- GOAL
Exact repetition of every entry is required.

Dataset rows on where objects appear:
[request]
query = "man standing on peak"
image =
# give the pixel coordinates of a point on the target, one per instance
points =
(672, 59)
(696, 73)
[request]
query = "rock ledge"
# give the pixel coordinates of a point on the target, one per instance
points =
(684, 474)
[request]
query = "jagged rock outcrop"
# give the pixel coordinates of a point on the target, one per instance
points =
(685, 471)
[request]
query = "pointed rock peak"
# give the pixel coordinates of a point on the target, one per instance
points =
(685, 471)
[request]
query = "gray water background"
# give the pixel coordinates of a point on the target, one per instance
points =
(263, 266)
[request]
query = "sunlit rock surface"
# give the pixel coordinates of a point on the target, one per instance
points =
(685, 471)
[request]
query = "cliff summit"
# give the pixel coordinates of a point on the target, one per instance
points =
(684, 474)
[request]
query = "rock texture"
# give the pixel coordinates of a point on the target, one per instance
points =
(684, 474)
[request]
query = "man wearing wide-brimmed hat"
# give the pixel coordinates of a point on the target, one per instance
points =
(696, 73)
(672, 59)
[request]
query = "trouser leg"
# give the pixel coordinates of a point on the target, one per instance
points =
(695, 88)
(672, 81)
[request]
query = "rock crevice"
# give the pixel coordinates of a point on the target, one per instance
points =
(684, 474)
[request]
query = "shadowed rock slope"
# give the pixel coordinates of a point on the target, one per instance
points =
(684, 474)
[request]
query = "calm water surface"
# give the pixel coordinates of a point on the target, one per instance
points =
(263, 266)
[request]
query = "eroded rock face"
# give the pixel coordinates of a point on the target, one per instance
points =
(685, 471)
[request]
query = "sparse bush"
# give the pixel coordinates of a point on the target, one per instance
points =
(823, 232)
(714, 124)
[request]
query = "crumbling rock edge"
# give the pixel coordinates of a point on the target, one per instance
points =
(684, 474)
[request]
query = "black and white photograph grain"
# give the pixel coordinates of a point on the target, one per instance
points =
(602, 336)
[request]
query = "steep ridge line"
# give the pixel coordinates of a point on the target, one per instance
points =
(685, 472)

- SOLVED PROBLEM
[request]
query = "man standing on peak"
image =
# give the pixel coordinates of a point on the target, one per instance
points =
(672, 59)
(696, 73)
[request]
query = "rock ledge"
# give the pixel coordinates of a point on the target, one per instance
points =
(684, 474)
[request]
query = "jagged rock outcrop"
# give the pixel coordinates of a point on the target, one per instance
points =
(685, 471)
[request]
query = "pointed rock peak"
# give the pixel coordinates of a point on the target, one per instance
points =
(685, 471)
[request]
query = "gray water background"
# give the pixel coordinates of a point on the target, one per instance
points =
(263, 266)
[request]
query = "sunlit rock surface"
# give the pixel coordinates of a point on the target, one per instance
points =
(685, 471)
[request]
query = "cliff summit"
# give the pixel coordinates of a point on the target, one per instance
points =
(684, 474)
[request]
query = "rock texture"
# give the pixel coordinates of a point on the target, one per instance
points =
(684, 474)
[request]
query = "man wearing wide-brimmed hat"
# give the pixel coordinates of a point on the target, one per instance
points =
(696, 73)
(672, 59)
[request]
query = "trouser leg"
# give the pixel coordinates of a point on the target, one per instance
points =
(695, 88)
(672, 81)
[request]
query = "rock crevice"
# give the pixel coordinates of a point on the target, one per instance
points =
(684, 474)
[request]
query = "shadowed rock slope"
# give the pixel coordinates of a point on the target, one per instance
points =
(684, 474)
[request]
query = "calm water surface"
# give the pixel coordinates of a point on the target, one per instance
points =
(263, 266)
[request]
query = "eroded rock face"
# give the pixel coordinates of a point on the target, one per instance
points =
(685, 471)
[request]
query = "sparse bush"
# give the pixel coordinates of a point on the target, one per instance
points =
(823, 232)
(714, 124)
[request]
query = "crumbling rock edge"
# give the pixel coordinates of a point on the target, one per instance
points =
(684, 474)
[request]
query = "black and white photograph grain"
# give the pixel coordinates of a point on the target, one per instance
points =
(602, 336)
[request]
query = "steep ridge line"
# give the pixel coordinates of a point on the target, one per instance
points =
(685, 472)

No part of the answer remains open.